## Exercise aim
Format all of the data below as a two-column CSV with the header input,output. Give one row per search sentence, with the sentence under input and every box given for it under output, and double-quote each field after replacing its line breaks with spaces.

## Listed records
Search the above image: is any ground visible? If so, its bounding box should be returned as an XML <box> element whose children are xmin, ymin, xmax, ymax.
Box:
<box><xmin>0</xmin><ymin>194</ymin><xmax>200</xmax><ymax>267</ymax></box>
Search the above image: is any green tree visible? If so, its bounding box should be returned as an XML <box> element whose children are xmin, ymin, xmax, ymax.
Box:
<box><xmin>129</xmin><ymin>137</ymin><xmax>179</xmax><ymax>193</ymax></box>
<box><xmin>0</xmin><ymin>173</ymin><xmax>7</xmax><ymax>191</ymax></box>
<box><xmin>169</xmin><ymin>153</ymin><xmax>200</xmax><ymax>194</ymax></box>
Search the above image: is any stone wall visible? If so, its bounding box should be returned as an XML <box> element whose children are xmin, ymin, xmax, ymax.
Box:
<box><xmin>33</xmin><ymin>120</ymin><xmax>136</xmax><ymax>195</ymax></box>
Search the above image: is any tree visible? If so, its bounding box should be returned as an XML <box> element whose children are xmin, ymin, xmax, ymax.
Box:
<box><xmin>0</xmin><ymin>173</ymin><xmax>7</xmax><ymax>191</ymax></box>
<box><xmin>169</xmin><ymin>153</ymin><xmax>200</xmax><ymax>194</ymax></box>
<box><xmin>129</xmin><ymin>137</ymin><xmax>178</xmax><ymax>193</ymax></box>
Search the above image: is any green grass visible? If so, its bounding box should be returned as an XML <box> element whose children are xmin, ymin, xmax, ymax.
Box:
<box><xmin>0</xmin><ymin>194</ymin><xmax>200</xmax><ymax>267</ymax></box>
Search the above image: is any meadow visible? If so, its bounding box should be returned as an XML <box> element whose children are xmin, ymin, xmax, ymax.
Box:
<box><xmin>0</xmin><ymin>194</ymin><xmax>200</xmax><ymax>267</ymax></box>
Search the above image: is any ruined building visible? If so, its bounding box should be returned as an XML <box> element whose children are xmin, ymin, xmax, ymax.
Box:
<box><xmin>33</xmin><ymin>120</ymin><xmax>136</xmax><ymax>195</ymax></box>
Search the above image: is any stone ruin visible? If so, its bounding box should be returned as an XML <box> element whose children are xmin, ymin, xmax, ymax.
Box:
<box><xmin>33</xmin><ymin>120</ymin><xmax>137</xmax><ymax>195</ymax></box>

## Written response
input,output
"Search the above image: is any ground visible? If so, its bounding box should be returned as an XML <box> element whose children are xmin, ymin, xmax, ymax. Box:","<box><xmin>0</xmin><ymin>194</ymin><xmax>200</xmax><ymax>267</ymax></box>"
"Search the above image: is any green tree visible? If so, its bounding box should be returned as an XML <box> element whose children are xmin, ymin, xmax, ymax. Box:","<box><xmin>129</xmin><ymin>137</ymin><xmax>179</xmax><ymax>193</ymax></box> <box><xmin>0</xmin><ymin>173</ymin><xmax>7</xmax><ymax>191</ymax></box> <box><xmin>169</xmin><ymin>153</ymin><xmax>200</xmax><ymax>194</ymax></box>"
"Search the above image: is any stone wall visible? If so, its bounding box should be returned as an XML <box> element whose children are xmin, ymin, xmax, ymax. Box:","<box><xmin>33</xmin><ymin>120</ymin><xmax>136</xmax><ymax>195</ymax></box>"
"Search the above image: is any tree visible? If so, its bounding box should be returned as an XML <box> element whose children are xmin, ymin, xmax, ymax. Box:","<box><xmin>0</xmin><ymin>173</ymin><xmax>7</xmax><ymax>191</ymax></box> <box><xmin>169</xmin><ymin>153</ymin><xmax>200</xmax><ymax>194</ymax></box> <box><xmin>129</xmin><ymin>137</ymin><xmax>178</xmax><ymax>193</ymax></box>"
"Search the above image: is any green grass visible? If so, its bounding box should be returned as an XML <box> element whose children are xmin, ymin, xmax, ymax. Box:","<box><xmin>0</xmin><ymin>194</ymin><xmax>200</xmax><ymax>267</ymax></box>"
"Search the above image: is any meadow visible? If so, its bounding box should be returned as an XML <box> element whose children are xmin, ymin, xmax, ymax. Box:","<box><xmin>0</xmin><ymin>194</ymin><xmax>200</xmax><ymax>267</ymax></box>"
"Search the above image: is any ruined building visible? If so, its bounding box should be returned as an XML <box> element whose children are xmin, ymin, xmax, ymax. Box:","<box><xmin>33</xmin><ymin>120</ymin><xmax>136</xmax><ymax>195</ymax></box>"
"Search the above image: is any stone ruin visible? If so, its bounding box should be returned as an XML <box> element whose children are xmin, ymin, xmax, ymax. Box:","<box><xmin>33</xmin><ymin>120</ymin><xmax>137</xmax><ymax>195</ymax></box>"